* YOUR INSTRUCTIONS
Please find the lines in the following records that hold "dark", and copy them.
++++++++++++++++++++
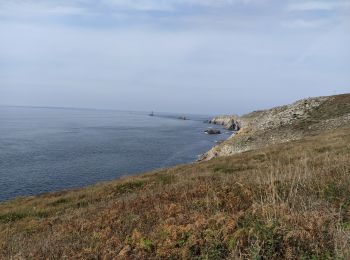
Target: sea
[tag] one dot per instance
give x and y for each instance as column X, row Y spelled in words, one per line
column 52, row 149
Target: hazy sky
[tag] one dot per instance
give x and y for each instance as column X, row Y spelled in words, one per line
column 199, row 56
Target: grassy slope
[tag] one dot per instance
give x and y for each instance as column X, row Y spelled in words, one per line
column 284, row 201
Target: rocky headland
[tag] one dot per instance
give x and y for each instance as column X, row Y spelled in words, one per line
column 281, row 124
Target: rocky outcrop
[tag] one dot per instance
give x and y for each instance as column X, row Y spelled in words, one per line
column 281, row 124
column 229, row 122
column 213, row 131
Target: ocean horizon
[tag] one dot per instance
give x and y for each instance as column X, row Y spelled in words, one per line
column 45, row 149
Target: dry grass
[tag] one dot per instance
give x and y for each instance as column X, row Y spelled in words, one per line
column 288, row 201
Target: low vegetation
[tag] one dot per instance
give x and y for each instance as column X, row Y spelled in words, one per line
column 286, row 201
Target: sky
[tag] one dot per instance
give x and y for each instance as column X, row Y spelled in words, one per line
column 189, row 56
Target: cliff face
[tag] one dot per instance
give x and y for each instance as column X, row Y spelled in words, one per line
column 282, row 124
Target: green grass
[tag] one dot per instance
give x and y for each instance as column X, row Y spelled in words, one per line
column 286, row 201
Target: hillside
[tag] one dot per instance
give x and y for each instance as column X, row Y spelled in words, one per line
column 280, row 200
column 282, row 124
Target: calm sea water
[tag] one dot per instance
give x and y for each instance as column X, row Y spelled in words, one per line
column 46, row 149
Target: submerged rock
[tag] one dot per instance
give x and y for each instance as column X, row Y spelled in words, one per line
column 213, row 131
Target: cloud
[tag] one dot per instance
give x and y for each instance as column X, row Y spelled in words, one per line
column 318, row 6
column 305, row 24
column 30, row 8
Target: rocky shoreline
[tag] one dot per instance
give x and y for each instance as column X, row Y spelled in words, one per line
column 280, row 124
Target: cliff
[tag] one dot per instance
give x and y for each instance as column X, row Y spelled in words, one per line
column 290, row 200
column 282, row 124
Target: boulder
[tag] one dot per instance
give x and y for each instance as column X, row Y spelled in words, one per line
column 213, row 131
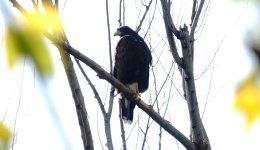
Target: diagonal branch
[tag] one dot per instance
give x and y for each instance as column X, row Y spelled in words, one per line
column 145, row 13
column 92, row 87
column 196, row 19
column 170, row 28
column 131, row 96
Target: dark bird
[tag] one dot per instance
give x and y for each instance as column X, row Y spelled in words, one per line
column 132, row 61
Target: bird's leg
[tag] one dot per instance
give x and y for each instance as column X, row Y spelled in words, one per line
column 134, row 88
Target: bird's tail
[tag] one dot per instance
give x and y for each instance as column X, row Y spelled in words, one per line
column 127, row 110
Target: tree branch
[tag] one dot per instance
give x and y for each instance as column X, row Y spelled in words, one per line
column 131, row 96
column 169, row 27
column 196, row 19
column 142, row 20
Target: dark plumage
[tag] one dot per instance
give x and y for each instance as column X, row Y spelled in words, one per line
column 132, row 61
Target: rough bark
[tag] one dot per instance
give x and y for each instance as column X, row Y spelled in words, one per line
column 78, row 100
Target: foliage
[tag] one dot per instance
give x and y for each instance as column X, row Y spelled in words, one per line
column 25, row 39
column 248, row 98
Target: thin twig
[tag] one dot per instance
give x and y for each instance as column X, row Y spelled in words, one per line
column 92, row 87
column 109, row 38
column 144, row 15
column 196, row 19
column 122, row 128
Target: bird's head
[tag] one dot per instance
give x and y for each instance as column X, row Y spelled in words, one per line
column 124, row 30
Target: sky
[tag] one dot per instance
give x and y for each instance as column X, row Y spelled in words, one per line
column 44, row 112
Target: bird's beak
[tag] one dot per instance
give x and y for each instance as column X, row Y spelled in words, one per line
column 117, row 33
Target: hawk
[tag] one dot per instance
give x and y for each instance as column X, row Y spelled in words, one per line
column 132, row 61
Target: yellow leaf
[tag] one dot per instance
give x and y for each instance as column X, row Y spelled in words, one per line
column 5, row 136
column 248, row 98
column 48, row 21
column 25, row 41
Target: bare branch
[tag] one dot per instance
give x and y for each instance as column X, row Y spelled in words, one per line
column 109, row 37
column 131, row 96
column 142, row 20
column 169, row 27
column 194, row 6
column 92, row 87
column 196, row 19
column 122, row 128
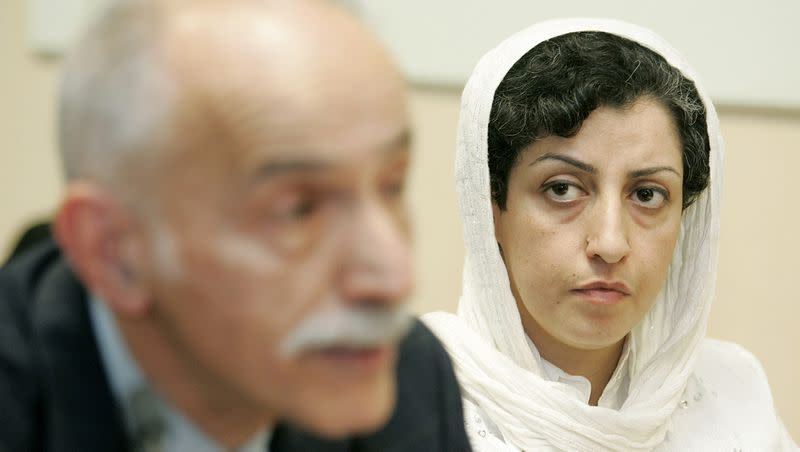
++++++++++++++++++++
* EXERCISE OUTPUT
Target: dark bird
Target: dark plumage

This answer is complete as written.